Copy the records from their start through the line containing "297 L 97 297", inclusive and with the requests retained. Shift every coordinate in the answers by adding 75 to it.

§ Records from a data source:

>> BEGIN

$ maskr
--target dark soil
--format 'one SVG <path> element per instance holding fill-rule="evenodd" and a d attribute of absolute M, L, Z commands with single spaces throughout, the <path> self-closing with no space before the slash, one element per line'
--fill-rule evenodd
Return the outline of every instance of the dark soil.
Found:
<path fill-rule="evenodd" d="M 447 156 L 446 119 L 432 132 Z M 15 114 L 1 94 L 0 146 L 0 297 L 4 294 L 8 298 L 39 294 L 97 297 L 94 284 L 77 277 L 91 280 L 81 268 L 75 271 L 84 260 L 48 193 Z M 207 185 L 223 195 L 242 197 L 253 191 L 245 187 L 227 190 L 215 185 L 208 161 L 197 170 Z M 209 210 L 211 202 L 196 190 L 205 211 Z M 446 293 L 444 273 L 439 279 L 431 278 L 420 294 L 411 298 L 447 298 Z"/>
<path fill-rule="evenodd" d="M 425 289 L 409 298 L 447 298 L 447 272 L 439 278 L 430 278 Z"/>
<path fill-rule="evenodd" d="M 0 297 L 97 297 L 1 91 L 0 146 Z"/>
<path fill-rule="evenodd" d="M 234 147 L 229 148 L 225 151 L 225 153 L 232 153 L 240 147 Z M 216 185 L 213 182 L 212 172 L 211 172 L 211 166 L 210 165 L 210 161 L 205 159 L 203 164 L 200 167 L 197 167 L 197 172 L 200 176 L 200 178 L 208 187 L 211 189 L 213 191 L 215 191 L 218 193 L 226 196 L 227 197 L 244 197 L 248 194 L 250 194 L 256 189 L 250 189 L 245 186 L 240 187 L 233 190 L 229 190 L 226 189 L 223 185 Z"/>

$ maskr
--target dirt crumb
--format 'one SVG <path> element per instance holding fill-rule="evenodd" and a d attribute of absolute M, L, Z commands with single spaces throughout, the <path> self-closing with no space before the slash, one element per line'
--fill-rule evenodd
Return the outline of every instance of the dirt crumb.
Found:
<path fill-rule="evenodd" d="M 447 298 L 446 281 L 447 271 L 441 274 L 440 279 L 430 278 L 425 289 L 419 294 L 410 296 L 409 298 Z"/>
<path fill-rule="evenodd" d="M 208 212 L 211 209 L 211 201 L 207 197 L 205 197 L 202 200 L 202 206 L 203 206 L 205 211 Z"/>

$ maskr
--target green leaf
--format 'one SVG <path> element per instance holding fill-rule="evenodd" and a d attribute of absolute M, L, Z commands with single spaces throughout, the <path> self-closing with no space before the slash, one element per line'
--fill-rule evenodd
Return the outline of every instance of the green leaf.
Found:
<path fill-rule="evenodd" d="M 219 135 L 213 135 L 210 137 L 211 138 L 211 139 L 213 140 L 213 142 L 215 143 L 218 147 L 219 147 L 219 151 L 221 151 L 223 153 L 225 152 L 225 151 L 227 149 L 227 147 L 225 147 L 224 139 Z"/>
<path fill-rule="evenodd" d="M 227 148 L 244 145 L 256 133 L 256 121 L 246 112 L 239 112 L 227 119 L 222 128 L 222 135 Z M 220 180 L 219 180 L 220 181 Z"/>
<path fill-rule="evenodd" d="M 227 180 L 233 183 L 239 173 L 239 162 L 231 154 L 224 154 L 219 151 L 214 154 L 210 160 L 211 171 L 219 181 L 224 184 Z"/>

>> END

§ WRITTEN SOLUTION:
$ maskr
--target dark soil
--format 'one SVG <path> element per instance holding fill-rule="evenodd" and a d attribute of absolute M, L, Z commands with single spaces throughout, the <path> self-closing with no space before the slash, one element per line'
--fill-rule evenodd
Return the outline of every instance of the dark soil.
Found:
<path fill-rule="evenodd" d="M 522 231 L 521 194 L 507 207 Z M 90 189 L 76 169 L 75 221 L 75 372 L 79 369 L 83 373 L 114 369 L 172 372 L 169 359 L 152 352 L 166 355 L 156 343 L 150 346 L 159 335 L 123 268 Z M 282 260 L 298 270 L 317 272 L 328 266 L 320 262 L 302 265 L 290 260 L 283 236 L 272 245 Z M 284 285 L 286 277 L 271 265 L 280 286 Z M 521 368 L 519 348 L 514 354 L 506 353 L 495 369 L 486 373 L 522 373 Z"/>
<path fill-rule="evenodd" d="M 500 364 L 484 373 L 522 373 L 522 347 L 514 353 L 505 353 Z"/>
<path fill-rule="evenodd" d="M 75 372 L 172 372 L 76 166 L 75 221 Z"/>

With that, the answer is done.